# Your task
Answer these questions from the forum thread on rust repairs.
(a) What range of sizes does Hot_Rod give for the holes?
(b) What does jetstang call the most important part for now?
(c) Which repair option did MO Goat choose?

# Text passage
# Such thing as "cheap" rust repairs? :(



## Hot_Rod (Feb 10, 2011)

So I finally decided to dig into the rust bubbles my car has and unfortunetly I wish I hadnt. Both doors towards the front fenders have rotted all the way thru, the pass side rear 1/4 and the back of both doors have small rust blotches all the way thru the doors.

My question is my options on repairs without breaking the bank? Or if its possible... Dont really have the means to cut off parts of the car and reweld metal in place of it. The holes are about the size of a quarter up to a silver dollar size. 

Thoughts? My cars a mess right now and it sucks.


----------



## jetstang (Nov 5, 2008)

Nope, no such thing as cheap repair. You could just throw some bondo in it and sand it down for now, then later when funds or skills are up do the repairs properly. The most important part is to get the rust to stop for now. Don't go to crazy digging for now. I did and my 66 is in pieces, lots and lots..


----------



## Hot_Rod (Feb 10, 2011)

Well I did stop once I got the holes there. Got most of the rust around the holes out and just basically painted over it for now. (was bare shiny metal around the holes) 

So as far as "properly" repairing the rust, what is the proper way? what do most shops do to fix it and how much does it cost? I mean lucky for me its a solid car other than these 3-4 spots. Plan to possibly let a shop repair the rust and just shoot primer on the car until I got the funds for a nice paintjob. 

Trying to avoid taking the car apart to the point of not being able to drive it. Cause I know how that can turn out.


----------



## MO Goat (Apr 7, 2011)

Hot_Rod said:


> Trying to avoid taking the car apart to the point of not being able to drive it. Cause I know how that can turn out.


Like me! :lol:

I had the same experience and I can't give you a figure on fixing just the holes since my "digging" turned into a frame off resto, but my shop said I could stitch together 3 patch panels and then cover them in bondo. The concern was that as the filler shrinks, you would see it through the paint down the road. So that left me with another option of a skin or full quarter. The seam for the skin would show when you looked inside the trunk so I opted for full rear quarters. A lot more expensive, but it's the way I went.

I guess if you want a driver that looks decent, go with patch panels. If you want as close to factory new, go with a full panels with skins as a middle ground.

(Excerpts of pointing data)
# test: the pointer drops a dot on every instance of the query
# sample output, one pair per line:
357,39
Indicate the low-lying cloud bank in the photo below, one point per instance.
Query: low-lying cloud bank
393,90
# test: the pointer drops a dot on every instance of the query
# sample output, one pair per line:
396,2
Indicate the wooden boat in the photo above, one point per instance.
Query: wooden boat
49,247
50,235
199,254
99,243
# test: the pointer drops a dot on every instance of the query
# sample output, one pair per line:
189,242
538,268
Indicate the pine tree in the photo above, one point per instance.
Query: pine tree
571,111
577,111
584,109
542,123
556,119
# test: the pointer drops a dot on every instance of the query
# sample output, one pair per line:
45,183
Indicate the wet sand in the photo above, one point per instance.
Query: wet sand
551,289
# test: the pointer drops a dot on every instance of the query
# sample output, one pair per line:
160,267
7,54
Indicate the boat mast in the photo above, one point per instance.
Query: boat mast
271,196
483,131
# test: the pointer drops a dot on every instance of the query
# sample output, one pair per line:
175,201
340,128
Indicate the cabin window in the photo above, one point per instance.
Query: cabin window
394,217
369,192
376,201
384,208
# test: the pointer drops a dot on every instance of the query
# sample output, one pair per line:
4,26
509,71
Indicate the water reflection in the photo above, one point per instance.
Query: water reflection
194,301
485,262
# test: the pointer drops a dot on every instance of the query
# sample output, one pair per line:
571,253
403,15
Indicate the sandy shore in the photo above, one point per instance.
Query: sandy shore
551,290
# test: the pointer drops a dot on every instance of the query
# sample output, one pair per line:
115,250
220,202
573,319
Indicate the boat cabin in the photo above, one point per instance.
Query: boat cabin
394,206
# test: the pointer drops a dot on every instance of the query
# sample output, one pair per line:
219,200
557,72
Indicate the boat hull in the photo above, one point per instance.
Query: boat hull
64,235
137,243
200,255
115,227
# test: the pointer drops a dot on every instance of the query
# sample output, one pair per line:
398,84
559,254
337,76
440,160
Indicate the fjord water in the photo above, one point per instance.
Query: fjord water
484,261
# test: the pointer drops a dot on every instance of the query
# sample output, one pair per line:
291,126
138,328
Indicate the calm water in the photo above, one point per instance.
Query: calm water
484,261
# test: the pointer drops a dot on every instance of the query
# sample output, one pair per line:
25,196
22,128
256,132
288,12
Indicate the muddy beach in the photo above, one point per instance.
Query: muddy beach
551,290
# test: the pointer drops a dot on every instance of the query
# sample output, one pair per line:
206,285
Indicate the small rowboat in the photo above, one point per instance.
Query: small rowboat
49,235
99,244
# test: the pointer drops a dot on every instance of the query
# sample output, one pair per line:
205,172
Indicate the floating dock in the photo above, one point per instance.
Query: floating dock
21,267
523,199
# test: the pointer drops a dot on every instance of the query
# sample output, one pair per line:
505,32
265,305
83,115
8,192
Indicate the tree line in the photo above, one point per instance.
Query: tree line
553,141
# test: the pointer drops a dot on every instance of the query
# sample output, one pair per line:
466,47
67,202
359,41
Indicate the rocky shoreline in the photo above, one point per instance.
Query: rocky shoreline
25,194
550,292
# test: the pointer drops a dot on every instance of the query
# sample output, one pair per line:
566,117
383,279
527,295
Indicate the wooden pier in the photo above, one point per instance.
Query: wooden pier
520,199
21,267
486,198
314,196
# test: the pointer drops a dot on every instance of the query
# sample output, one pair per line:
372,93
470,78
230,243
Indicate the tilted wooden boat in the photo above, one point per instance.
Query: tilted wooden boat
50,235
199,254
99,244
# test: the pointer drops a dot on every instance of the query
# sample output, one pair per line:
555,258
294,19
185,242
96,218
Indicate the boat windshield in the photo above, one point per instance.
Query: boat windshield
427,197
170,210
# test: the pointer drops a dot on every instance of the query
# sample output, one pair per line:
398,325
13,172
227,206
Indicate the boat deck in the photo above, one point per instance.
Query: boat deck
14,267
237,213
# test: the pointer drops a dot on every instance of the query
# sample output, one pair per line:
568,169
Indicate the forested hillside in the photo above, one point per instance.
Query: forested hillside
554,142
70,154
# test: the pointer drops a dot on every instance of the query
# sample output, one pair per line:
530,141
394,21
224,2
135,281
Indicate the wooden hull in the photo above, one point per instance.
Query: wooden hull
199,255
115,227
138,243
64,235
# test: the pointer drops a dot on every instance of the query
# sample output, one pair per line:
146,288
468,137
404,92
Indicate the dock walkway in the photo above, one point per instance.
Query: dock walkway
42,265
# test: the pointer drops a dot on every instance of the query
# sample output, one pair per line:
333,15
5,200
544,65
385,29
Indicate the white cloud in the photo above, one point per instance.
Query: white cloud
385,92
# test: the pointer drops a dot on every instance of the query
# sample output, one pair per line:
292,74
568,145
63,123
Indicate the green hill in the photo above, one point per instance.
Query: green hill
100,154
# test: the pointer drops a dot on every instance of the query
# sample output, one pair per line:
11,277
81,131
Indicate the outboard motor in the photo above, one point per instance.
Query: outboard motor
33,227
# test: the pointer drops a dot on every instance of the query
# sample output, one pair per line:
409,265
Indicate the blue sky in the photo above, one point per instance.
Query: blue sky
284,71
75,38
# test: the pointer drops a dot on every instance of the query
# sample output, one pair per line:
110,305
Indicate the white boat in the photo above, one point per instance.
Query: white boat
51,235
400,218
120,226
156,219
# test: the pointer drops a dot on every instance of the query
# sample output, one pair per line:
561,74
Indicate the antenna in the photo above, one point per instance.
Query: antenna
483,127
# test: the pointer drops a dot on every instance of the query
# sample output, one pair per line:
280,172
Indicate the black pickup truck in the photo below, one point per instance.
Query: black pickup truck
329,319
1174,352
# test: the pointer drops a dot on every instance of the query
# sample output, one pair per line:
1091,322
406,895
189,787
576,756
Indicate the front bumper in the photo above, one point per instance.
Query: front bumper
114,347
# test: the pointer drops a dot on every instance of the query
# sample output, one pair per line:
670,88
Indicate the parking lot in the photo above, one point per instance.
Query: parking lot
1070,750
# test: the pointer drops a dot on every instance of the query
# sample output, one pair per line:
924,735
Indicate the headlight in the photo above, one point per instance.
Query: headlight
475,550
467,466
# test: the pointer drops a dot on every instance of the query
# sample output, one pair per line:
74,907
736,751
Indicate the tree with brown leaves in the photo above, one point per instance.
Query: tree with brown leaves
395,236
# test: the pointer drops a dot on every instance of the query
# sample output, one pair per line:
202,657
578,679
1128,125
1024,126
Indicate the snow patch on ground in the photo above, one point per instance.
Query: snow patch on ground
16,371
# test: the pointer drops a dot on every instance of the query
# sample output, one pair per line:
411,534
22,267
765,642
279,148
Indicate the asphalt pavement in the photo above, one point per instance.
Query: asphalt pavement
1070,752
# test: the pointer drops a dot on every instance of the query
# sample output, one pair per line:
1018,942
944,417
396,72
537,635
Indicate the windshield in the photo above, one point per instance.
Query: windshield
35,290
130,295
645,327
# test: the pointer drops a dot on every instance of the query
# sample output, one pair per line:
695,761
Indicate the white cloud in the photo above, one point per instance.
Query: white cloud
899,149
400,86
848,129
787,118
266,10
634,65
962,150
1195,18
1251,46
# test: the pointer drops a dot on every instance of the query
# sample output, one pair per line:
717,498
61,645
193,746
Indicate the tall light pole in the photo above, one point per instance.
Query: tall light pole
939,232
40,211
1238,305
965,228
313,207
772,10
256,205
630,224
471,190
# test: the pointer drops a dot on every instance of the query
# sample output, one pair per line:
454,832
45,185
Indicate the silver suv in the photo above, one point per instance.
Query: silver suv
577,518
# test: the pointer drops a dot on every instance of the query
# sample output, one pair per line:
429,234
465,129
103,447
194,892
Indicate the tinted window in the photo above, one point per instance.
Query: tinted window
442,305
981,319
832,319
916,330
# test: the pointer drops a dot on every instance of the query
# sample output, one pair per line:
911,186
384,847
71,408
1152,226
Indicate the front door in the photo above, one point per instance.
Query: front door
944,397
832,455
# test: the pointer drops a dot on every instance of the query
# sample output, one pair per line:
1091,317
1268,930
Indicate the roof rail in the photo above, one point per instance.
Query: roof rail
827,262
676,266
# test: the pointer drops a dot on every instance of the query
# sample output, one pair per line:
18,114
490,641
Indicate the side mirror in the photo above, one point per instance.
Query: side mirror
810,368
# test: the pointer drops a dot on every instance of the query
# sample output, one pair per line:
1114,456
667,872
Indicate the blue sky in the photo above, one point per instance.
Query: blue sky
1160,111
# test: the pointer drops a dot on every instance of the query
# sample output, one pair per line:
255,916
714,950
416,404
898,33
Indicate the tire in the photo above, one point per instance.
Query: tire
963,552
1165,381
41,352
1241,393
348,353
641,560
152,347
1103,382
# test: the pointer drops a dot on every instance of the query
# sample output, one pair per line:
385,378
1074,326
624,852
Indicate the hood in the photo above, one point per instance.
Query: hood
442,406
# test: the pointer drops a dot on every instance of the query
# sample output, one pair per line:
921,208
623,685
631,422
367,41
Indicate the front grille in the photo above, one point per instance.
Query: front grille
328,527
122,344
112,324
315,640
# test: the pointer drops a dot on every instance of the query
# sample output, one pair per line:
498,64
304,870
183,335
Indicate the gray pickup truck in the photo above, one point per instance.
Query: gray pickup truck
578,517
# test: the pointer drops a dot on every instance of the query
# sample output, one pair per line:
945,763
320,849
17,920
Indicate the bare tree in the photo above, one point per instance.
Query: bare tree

# Exercise response
(a) From about the size of a quarter up to a silver dollar.
(b) Getting the rust to stop.
(c) Full rear quarters.